>> START Input records
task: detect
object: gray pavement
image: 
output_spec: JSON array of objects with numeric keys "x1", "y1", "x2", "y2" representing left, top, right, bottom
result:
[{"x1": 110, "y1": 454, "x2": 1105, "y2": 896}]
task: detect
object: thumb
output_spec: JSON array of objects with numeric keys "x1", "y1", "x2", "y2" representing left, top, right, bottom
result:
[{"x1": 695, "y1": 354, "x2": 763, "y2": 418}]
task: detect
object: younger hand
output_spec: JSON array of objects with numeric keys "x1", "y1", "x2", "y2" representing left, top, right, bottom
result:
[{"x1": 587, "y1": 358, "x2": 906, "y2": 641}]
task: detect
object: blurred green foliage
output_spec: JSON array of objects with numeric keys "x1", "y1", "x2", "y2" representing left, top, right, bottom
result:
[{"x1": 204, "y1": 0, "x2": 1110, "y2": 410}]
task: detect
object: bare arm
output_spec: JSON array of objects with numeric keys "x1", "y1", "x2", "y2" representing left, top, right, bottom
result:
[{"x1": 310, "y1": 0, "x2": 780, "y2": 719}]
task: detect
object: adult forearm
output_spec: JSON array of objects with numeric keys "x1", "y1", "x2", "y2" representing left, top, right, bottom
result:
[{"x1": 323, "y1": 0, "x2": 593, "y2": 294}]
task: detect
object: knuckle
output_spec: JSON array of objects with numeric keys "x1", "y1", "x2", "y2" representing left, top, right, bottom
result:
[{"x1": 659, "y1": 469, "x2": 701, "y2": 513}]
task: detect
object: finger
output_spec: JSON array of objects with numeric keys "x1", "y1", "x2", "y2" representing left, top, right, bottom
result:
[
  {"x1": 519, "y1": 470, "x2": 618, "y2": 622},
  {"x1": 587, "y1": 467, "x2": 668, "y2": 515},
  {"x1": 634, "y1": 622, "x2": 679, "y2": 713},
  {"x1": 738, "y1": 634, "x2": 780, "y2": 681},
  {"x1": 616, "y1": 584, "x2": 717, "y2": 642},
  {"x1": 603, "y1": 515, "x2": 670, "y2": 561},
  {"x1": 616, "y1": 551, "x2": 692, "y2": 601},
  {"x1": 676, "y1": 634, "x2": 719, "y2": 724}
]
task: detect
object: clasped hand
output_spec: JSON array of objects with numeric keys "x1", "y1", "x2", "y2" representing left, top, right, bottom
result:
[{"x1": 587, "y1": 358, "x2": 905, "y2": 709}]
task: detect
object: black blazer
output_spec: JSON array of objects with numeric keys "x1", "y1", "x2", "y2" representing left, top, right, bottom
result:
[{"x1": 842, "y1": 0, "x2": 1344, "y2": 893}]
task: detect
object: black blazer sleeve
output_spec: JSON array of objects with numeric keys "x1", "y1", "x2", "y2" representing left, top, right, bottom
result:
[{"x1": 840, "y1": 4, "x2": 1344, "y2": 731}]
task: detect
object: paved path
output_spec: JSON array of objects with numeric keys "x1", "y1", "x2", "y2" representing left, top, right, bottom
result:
>> END Input records
- _Exercise details_
Count the lines of the listing that contain the string "blazer", treating case as significant. Give only the number.

- _Reply to the exercise_
2